- Gore during a press conference in Chicago, 1968
- Born: Frederick Douglas Gore May 11, 1936 Chicago, Illinois, U.S.
- Died: February 12, 2013 (aged 76) Chicago Heights, Illinois, U.S.
- Education: Northern Illinois University
- Occupations: Street gang leader, activist
- Years active: 1958–2013
- Criminal charges: Murder – 1969
- Criminal penalty: 10–year sentence
- Criminal status: Released in 1979
- Spouses: ; Etheal Thomas ​(m. 1991⁠–⁠2013)​ Rose Hunt;
- Children: 4

= Bobby Gore =

American street gang leader and activist (1936-2013)

Bobby Gore (born Frederick Douglas Gore; May 11, 1936 – February 12, 2013) was an American gang leader and activist from Chicago, Illinois. Gore was the former leader of the "Conservative Vice Lords" (CVL),

==Early life==
Gore was born in Cook County Hospital in Chicago to Frederick Gore, who worked at the Chicago stockyards 30 years, and his wife Susie Gore, a homemaker and housewife. Gore had two sisters, Josephine, and Jesse Mae Gore, both now deceased. Bobby and his sister grew up in a racially changing neighborhood by Damen Ave. and Fillmore St. Despite having polio, he played sports and grew up like the other kids in the neighborhood. Gore wound up dropping out of Cregier Vocational High School in his senior year, 1953, to help his parents financially. Bobby then joined the Clovers, since they were hanging out in his Lawndale neighborhood. The Clovers were basically a social athletic club and Bobby joined the baseball team.

▶ [ENTRIES SHOWN]
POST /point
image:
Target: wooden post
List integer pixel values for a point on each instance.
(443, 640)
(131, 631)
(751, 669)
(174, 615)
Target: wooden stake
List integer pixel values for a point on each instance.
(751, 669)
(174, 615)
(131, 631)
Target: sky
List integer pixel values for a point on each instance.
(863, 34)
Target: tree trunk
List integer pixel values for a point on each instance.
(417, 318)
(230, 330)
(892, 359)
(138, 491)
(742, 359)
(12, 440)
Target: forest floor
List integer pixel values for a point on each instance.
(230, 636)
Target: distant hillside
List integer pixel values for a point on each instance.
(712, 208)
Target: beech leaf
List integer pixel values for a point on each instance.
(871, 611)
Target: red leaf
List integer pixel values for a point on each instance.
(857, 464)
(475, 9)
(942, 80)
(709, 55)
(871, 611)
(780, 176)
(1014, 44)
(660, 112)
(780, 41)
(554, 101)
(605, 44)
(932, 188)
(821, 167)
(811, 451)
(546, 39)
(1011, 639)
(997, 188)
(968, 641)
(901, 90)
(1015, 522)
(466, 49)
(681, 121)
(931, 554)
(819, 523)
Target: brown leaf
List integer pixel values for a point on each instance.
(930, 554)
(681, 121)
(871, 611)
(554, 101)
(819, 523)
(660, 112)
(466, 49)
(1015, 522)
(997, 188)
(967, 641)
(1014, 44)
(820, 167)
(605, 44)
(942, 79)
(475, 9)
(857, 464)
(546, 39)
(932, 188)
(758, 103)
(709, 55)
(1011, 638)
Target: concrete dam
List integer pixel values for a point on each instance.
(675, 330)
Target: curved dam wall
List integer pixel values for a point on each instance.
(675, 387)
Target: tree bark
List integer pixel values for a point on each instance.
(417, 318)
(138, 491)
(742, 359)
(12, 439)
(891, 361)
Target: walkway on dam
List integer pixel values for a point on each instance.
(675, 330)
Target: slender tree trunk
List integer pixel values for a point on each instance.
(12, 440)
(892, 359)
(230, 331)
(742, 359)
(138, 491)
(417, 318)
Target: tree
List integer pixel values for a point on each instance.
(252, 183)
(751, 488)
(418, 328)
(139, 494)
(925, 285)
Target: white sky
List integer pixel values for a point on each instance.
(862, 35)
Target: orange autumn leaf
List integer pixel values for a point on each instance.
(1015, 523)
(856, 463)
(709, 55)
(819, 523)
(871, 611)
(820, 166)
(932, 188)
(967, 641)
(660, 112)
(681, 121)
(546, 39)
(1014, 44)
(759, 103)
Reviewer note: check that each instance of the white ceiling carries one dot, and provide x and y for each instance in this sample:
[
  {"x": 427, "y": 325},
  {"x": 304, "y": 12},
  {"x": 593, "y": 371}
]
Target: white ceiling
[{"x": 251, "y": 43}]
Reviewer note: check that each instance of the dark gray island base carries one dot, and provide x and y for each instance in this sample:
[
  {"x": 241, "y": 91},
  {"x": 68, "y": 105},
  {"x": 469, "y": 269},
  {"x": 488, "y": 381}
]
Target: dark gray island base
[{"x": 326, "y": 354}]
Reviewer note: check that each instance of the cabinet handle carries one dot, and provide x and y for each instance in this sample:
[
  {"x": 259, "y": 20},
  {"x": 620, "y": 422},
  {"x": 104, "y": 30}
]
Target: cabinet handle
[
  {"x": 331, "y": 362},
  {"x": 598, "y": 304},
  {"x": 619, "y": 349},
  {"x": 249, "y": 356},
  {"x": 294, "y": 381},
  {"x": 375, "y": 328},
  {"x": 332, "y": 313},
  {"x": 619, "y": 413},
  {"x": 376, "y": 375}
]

▶ [PROBLEMS AND TASKS]
**A)** List every family member named in the "Early life" section of the Bobby Gore biography, with each one's relationship to him.
**B)** According to the Bobby Gore biography, which high school did he leave, and in what year?
**C)** Write the next part of the Bobby Gore biography, picking up after its last sentence.

▶ [ANSWERS TO THIS EXERCISE]
**A)**
- Frederick Gore: father
- Susie Gore: mother
- Josephine: sister
- Jesse Mae Gore: sister

**B)** Cregier Vocational High School, in his senior year, 1953.

**C)**
==Conservative Vice Lords (CVL)==
By 1958, the Conservative Vice Lords (CVL) were formed by Edwin Marlon "Pepalo" Perry, and six others who were in the St. Charles, Illinois Youth Center; at this time Gore joined them, leaving The Clovers. The CVL would eventually have 26 branches and 10,000 members. Around the same time, Gore alternated jobs at Swift & Company and Advanced Finishing Company from 1953 until he began work for CVL, Inc. in 1967. The West Side of Chicago, Illinois neighborhood of North Lawndale, where the Vice Lords are from, was considered one of the most dangerous ghettos in the country at the time. Gore came from a complex background, being involved in the Vice Lords and living in a crime-ridden neighborhood, but dreamed of a community that was more involved where the youth had a better chance at success, and sought to turn the Vice Lords into a positive organization. During Gore's tenure, the Vice Lords attempted to change their focus. They renamed the organization "Conservative Vice Lords" (CVL) and received acclaim from the community, politicians and police, as well as being awarded a Rockefeller Foundation grant for around $250,000. The CVL even marched with Martin Luther King Jr. Under the leadership of Gore, they adopted values of non-violence, equality and community cooperation.

==Conviction/prison sentence==
In 1969, Gore was convicted of murder and sent to prison for 10 years. At the time, news stories appeared showing that while Gore was attempting to rebuild the CVL into a peaceful and positive organization, certain elements within the gang continued engaging in criminal activity. After Gore went to prison, the gang openly reverted to its violent nature.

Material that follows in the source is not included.